Collected data
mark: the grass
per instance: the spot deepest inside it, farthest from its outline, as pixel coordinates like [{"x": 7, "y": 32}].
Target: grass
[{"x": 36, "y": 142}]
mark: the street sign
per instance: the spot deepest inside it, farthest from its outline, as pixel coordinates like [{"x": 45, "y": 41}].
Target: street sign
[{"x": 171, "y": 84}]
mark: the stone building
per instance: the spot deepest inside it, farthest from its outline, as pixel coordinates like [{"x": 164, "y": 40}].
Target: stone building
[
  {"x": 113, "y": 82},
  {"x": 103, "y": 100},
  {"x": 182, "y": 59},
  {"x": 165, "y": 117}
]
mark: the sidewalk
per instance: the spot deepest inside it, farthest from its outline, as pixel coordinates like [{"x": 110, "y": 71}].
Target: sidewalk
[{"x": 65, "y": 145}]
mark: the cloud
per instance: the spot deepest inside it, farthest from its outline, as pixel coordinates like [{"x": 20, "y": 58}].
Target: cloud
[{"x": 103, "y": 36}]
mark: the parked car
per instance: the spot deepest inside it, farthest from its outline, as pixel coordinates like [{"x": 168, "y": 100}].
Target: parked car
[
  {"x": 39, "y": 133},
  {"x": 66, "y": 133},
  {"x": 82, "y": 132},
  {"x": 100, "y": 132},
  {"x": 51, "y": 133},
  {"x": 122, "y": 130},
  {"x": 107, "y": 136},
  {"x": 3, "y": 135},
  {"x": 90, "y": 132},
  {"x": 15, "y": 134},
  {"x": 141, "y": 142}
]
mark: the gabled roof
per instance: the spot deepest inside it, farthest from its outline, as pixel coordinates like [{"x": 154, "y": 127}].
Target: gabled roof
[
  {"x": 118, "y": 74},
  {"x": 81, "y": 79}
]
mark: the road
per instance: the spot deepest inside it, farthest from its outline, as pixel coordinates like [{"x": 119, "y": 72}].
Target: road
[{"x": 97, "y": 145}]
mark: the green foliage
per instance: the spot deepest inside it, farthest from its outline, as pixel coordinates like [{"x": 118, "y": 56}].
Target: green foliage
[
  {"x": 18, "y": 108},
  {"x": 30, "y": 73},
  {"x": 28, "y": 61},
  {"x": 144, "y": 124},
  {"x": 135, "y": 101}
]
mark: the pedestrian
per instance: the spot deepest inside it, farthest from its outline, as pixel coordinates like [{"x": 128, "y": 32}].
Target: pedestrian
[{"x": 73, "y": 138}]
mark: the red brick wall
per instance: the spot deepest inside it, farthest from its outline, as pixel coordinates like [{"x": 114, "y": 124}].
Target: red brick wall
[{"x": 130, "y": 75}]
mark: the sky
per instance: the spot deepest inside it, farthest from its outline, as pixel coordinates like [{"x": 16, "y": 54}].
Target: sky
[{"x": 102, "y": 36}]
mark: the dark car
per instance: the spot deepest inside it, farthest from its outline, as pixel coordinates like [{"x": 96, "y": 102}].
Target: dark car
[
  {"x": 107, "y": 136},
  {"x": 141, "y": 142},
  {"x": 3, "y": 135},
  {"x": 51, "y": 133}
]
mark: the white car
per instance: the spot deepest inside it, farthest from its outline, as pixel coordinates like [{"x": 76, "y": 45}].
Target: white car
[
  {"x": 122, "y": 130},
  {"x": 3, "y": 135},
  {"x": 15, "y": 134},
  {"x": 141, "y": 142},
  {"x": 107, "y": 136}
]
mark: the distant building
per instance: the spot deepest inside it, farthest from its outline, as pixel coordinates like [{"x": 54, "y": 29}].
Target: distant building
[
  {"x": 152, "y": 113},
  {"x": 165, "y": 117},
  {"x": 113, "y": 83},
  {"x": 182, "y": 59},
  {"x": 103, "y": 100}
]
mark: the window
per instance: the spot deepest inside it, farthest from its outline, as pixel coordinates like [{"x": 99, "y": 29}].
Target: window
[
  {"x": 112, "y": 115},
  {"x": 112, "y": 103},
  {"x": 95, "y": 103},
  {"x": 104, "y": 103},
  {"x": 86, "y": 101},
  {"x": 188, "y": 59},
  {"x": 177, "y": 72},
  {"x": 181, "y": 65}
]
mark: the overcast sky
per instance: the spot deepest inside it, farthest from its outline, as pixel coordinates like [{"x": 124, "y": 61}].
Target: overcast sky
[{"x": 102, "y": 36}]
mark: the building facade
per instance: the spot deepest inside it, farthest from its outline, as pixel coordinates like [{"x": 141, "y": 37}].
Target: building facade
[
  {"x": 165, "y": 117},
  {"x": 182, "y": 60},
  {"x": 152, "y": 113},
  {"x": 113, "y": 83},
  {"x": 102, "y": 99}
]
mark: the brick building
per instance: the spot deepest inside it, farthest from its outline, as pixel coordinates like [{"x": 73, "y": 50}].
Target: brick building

◆ Task instructions: In the records above, return only the line that contains "mark: the overcast sky" and every line after it through the last, exactly as they appear.

◆ Output for this task:
mark: the overcast sky
per instance: the spot deepest inside it, farthest from its outline, as pixel coordinates like [{"x": 124, "y": 61}].
Target: overcast sky
[{"x": 102, "y": 36}]
mark: the building facade
per instance: the spot deepest inside it, farthest from its outline, as pixel coordinates like [{"x": 141, "y": 37}].
Target: building facade
[
  {"x": 165, "y": 117},
  {"x": 182, "y": 60},
  {"x": 152, "y": 113},
  {"x": 113, "y": 83},
  {"x": 102, "y": 99}
]
mark: the brick building
per instance: the spot deepest inside it, farthest from its outline, as pixel coordinates like [{"x": 73, "y": 50}].
Target: brick building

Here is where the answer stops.